**Task prompt:**
From the records below, find each line with the string "wire" and copy it.

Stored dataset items
::::
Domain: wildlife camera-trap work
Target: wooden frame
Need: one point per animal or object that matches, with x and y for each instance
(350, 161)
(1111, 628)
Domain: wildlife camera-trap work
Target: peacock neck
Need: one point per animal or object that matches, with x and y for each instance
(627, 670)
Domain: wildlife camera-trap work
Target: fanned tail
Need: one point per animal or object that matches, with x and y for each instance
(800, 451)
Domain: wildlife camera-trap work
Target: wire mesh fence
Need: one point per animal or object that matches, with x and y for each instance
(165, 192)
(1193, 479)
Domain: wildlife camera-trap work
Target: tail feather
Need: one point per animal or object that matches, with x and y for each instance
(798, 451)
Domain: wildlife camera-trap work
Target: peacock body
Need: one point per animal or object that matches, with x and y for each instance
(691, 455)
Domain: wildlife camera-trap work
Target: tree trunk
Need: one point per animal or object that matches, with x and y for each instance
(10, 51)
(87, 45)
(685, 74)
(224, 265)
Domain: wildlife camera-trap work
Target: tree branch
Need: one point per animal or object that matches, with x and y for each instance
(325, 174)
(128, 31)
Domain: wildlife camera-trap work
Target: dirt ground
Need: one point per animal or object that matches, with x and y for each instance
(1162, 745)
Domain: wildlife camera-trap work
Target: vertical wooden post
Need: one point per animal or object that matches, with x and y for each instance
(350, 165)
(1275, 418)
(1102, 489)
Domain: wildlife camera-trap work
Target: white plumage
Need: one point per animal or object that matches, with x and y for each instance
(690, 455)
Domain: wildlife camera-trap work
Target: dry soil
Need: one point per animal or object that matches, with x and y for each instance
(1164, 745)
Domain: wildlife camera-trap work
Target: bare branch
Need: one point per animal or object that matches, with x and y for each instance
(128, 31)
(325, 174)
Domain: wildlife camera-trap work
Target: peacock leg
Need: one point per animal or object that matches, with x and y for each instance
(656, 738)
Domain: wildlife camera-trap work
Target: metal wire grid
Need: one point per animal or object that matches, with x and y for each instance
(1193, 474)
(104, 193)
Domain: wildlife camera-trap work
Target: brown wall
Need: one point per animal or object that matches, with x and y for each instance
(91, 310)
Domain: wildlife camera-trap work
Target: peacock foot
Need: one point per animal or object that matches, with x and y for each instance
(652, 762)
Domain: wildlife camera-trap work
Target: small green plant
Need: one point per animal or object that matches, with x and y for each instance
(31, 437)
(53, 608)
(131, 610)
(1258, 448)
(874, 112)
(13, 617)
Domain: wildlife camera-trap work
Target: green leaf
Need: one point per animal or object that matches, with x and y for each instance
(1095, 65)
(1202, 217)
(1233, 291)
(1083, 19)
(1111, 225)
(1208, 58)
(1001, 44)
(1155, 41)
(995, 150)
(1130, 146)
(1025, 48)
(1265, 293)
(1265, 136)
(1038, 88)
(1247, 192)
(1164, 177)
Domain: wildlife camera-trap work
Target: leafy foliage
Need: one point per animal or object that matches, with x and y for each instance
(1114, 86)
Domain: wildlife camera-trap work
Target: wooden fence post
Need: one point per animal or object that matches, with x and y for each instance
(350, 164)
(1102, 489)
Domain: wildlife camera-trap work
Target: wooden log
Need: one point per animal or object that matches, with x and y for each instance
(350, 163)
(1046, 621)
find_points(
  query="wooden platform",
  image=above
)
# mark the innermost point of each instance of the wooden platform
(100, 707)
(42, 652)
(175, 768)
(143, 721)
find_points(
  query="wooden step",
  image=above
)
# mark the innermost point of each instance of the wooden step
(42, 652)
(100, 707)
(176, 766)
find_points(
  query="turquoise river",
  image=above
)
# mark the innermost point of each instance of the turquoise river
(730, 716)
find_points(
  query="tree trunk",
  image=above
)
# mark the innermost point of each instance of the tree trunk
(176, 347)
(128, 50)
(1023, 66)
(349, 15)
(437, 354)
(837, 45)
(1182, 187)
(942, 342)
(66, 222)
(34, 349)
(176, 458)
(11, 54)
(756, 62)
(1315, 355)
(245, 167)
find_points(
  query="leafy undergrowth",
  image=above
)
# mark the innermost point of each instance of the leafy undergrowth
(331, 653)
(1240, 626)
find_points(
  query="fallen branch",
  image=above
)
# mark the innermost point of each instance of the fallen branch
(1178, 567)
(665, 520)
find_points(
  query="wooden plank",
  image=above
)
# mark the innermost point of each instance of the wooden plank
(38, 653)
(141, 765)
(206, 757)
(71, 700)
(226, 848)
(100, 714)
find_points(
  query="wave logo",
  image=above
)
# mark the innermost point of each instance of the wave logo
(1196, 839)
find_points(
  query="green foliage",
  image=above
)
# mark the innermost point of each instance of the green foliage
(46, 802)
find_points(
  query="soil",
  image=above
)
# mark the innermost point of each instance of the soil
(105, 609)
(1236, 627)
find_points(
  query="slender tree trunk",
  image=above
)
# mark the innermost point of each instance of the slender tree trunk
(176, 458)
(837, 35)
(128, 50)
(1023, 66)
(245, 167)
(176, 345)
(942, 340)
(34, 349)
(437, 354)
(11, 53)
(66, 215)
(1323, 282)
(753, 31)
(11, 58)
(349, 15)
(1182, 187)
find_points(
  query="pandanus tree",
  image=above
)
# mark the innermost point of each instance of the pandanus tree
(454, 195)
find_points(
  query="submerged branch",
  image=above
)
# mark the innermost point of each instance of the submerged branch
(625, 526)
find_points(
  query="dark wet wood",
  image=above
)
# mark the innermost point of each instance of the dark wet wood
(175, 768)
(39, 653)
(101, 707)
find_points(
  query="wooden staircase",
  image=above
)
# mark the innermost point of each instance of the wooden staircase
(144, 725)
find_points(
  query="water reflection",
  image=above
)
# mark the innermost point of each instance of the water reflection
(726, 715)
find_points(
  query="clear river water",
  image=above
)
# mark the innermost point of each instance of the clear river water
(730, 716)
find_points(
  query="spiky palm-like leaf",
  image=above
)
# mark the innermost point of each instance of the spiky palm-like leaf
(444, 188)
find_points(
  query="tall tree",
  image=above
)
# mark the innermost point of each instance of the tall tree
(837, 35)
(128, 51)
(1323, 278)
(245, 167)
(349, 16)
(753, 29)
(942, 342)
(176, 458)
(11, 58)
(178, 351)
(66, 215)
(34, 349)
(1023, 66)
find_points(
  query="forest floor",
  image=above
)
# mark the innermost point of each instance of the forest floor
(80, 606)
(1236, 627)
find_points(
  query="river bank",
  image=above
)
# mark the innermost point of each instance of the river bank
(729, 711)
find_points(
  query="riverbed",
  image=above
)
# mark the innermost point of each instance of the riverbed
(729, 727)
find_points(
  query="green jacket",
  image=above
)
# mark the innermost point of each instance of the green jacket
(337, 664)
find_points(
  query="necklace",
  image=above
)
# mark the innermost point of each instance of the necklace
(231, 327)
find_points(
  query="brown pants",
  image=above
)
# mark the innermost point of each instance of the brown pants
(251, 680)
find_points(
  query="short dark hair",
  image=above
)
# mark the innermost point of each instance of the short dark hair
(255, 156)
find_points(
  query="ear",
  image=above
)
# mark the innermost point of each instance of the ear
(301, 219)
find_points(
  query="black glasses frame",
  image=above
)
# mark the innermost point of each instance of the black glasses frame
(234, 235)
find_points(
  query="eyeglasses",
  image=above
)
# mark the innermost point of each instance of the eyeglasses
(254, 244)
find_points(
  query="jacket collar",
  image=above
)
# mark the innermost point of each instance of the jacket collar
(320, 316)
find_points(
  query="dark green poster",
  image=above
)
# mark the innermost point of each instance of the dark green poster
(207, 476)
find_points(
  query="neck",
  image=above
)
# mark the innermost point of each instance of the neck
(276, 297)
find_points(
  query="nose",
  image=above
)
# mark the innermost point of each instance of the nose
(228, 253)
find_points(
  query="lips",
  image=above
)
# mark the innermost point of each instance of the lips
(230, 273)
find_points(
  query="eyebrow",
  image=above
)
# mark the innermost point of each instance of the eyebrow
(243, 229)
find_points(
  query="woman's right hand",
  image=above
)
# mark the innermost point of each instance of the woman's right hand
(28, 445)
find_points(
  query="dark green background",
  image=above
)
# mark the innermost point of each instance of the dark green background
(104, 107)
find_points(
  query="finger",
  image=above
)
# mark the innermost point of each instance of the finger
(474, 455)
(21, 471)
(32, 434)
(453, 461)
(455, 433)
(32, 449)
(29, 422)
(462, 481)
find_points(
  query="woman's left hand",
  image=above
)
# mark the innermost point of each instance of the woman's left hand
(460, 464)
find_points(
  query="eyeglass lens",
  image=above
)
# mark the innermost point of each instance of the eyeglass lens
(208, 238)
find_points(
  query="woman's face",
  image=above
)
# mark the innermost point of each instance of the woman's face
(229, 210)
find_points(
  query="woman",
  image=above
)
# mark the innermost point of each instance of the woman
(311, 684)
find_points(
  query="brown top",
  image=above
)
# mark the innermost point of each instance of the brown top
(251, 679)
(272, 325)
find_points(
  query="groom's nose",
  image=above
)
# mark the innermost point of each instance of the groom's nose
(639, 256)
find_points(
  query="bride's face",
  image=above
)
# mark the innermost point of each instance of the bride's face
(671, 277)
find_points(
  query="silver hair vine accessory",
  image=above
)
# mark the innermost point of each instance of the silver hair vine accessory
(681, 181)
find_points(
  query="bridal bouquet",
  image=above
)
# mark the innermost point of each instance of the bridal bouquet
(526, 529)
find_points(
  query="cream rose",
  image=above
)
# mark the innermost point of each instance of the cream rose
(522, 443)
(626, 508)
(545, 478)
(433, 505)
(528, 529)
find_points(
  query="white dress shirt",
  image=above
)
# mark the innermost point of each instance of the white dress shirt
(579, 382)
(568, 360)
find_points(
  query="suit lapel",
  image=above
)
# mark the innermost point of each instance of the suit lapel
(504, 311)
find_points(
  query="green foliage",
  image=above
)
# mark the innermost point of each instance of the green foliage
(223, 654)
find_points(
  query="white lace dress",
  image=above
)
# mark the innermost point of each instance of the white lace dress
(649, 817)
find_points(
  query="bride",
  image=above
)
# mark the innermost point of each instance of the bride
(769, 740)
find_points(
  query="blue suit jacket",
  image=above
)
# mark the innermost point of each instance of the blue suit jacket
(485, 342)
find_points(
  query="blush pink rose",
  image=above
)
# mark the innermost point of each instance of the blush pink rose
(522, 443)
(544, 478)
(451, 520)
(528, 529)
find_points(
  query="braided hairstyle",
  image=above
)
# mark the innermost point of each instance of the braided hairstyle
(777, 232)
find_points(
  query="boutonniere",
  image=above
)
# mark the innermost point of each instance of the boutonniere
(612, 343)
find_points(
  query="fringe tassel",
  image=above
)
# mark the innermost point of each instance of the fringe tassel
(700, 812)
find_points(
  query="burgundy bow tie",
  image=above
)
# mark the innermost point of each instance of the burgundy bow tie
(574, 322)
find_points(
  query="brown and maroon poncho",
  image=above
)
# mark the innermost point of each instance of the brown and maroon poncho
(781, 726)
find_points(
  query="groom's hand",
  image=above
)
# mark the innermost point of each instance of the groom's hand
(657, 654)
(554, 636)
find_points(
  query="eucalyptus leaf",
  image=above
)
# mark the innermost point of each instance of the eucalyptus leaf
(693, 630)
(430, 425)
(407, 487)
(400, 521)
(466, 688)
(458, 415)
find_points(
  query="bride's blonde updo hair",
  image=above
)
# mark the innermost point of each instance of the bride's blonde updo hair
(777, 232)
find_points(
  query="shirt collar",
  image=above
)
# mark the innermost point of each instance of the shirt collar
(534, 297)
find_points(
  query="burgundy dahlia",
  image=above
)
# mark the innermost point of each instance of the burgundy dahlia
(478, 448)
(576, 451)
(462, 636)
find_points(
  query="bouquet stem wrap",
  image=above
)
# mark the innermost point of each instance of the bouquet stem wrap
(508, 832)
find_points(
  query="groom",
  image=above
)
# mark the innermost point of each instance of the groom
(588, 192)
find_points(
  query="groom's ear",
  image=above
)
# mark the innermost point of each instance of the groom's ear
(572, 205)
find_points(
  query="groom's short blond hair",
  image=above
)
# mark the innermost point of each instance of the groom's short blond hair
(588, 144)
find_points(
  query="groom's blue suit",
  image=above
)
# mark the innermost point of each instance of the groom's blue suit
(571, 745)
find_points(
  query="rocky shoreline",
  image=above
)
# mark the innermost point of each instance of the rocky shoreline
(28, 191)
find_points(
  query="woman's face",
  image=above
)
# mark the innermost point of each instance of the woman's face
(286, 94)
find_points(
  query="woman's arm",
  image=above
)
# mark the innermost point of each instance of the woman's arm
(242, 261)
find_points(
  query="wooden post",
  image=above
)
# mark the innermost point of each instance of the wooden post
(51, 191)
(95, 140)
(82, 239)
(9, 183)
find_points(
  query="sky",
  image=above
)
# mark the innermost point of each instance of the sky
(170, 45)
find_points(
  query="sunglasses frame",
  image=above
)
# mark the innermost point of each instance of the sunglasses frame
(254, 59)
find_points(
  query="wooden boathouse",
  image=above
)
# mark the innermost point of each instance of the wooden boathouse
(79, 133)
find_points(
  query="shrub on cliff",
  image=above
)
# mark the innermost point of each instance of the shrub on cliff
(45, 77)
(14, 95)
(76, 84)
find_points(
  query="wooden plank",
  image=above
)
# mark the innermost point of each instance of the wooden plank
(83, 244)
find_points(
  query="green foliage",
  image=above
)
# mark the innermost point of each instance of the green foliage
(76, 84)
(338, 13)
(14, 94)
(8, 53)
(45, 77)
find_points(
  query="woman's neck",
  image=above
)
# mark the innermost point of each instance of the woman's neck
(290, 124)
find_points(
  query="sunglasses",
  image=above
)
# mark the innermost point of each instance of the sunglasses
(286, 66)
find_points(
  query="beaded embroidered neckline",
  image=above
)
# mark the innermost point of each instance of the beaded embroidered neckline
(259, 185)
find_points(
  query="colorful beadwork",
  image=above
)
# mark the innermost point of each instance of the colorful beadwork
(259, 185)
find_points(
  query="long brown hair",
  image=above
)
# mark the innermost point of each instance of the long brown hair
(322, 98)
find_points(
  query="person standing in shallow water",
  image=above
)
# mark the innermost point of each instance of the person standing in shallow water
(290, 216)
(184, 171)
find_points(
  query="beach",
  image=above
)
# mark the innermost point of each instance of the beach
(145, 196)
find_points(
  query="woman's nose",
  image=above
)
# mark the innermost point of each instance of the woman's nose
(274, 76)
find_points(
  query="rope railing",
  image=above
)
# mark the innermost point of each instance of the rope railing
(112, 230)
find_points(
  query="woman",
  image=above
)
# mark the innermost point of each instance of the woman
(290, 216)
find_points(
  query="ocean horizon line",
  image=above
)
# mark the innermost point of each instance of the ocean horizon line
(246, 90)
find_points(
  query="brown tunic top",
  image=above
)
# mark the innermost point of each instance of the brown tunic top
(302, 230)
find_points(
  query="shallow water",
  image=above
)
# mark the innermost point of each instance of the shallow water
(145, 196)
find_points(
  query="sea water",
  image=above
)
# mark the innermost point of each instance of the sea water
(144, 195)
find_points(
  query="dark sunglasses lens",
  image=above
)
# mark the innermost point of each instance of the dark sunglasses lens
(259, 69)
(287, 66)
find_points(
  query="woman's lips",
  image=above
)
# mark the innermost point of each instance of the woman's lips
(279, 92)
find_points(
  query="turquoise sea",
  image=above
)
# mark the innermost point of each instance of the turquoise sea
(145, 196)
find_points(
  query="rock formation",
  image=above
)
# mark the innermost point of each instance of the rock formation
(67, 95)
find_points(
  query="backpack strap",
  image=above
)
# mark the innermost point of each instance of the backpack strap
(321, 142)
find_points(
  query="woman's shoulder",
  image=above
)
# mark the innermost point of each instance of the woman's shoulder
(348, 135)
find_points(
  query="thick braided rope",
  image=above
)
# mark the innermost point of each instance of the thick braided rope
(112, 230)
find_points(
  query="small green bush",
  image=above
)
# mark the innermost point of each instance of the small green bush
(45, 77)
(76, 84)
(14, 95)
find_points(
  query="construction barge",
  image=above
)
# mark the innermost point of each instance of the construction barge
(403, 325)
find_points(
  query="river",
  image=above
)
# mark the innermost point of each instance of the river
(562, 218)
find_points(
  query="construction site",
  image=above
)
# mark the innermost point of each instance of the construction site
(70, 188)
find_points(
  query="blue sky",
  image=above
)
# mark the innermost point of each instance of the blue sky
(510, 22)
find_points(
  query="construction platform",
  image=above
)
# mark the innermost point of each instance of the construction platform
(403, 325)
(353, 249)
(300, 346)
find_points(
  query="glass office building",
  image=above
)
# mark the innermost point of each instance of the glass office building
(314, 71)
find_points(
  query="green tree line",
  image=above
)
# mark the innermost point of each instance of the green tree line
::::
**Result of this exercise:**
Target: wire mesh fence
Target: metal wire grid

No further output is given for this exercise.